Objective =>
Rewrite the rows below, putting "Find every instance of" wherever "Locate all occurrences of" appears and leaving everything else as it is.
□ □ □
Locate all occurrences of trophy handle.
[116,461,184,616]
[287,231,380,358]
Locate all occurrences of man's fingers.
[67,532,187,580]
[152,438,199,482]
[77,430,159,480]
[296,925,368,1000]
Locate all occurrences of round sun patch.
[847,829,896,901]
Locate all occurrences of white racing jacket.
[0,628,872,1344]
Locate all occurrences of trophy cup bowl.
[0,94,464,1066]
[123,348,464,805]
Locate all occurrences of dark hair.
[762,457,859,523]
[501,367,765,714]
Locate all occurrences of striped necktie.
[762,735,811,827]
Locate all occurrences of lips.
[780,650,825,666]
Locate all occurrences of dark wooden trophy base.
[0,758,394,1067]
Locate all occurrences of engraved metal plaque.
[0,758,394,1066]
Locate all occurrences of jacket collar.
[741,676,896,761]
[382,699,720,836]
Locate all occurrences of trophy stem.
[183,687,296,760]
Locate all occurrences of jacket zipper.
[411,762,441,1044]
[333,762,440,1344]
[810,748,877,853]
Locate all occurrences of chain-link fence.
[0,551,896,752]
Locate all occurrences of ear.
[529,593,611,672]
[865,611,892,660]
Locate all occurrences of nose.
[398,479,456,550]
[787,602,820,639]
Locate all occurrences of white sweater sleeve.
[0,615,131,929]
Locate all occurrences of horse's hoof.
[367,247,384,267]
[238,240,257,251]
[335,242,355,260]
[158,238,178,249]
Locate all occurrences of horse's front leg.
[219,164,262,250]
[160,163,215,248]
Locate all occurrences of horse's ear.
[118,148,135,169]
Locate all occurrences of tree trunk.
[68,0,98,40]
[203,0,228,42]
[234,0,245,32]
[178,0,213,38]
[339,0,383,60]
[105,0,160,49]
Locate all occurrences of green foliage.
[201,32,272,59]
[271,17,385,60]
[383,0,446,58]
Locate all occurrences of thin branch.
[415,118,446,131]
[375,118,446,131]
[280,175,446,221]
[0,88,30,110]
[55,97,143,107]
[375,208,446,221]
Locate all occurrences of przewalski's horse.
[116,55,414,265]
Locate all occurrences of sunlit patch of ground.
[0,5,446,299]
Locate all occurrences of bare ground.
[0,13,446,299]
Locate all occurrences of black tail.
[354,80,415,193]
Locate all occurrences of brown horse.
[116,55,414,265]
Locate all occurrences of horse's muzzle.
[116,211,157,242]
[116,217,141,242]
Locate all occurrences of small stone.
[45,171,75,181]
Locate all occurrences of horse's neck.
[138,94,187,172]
□ □ □
Answer to this exercise =>
Find every instance of trophy handle.
[116,461,184,616]
[287,231,380,358]
Find every instance of man's fingers.
[67,532,187,580]
[152,438,199,482]
[77,430,159,480]
[296,925,368,1000]
Find every instance of round sun patch.
[847,829,896,901]
Find every instance of white racing jacket.
[0,628,872,1344]
Find every instance of trophy cup bowl.
[0,94,464,1066]
[123,348,464,805]
Find every instance of dark hair.
[762,457,859,523]
[501,367,765,714]
Find every instance of striped necktie.
[762,735,811,827]
Find every instance of lips.
[780,650,825,666]
Find every instance of dark wooden trophy base.
[0,758,394,1067]
Find every instance of engraved metal plaque.
[0,758,394,1066]
Find every instance of jacket collar.
[741,676,896,761]
[382,699,720,836]
Find every instance of trophy stem.
[183,687,296,760]
Find every instance of jacket zipper.
[411,762,441,1044]
[333,762,440,1344]
[810,748,877,853]
Find every instance of chain-link fence.
[0,551,896,752]
Find every instance of ear.
[529,593,611,672]
[865,611,892,660]
Find every instance of nose.
[398,479,456,550]
[787,602,820,639]
Find every instance of white sweater sleeve.
[0,615,131,929]
Find every instance of horse's hoof.
[367,247,384,267]
[238,240,257,251]
[335,242,355,260]
[158,238,178,249]
Find every instance of horse's front leg.
[219,164,262,250]
[160,163,215,248]
Find every instance of horse's ear.
[118,148,135,169]
Find every instance of tree trunk.
[68,0,98,40]
[203,0,228,42]
[234,0,245,32]
[178,0,213,38]
[339,0,383,60]
[105,0,160,49]
Find every instance of green foliage.
[201,32,272,59]
[271,17,385,60]
[383,0,446,58]
Find every instance of thin branch.
[415,118,446,131]
[375,118,446,131]
[280,175,446,221]
[0,88,30,110]
[55,97,143,107]
[375,208,446,221]
Find every instance of przewalski's horse.
[116,55,414,265]
Find every instance of sunlit patch of ground.
[0,5,446,299]
Find every instance of bare ground.
[0,13,446,299]
Find every instance of black tail.
[354,80,415,193]
Find every instance of brown horse.
[116,55,414,265]
Find every instance of horse's muzzle.
[116,211,157,242]
[116,217,141,242]
Find every instance of small stone.
[45,171,75,181]
Find every instance of horse's neck.
[138,94,187,172]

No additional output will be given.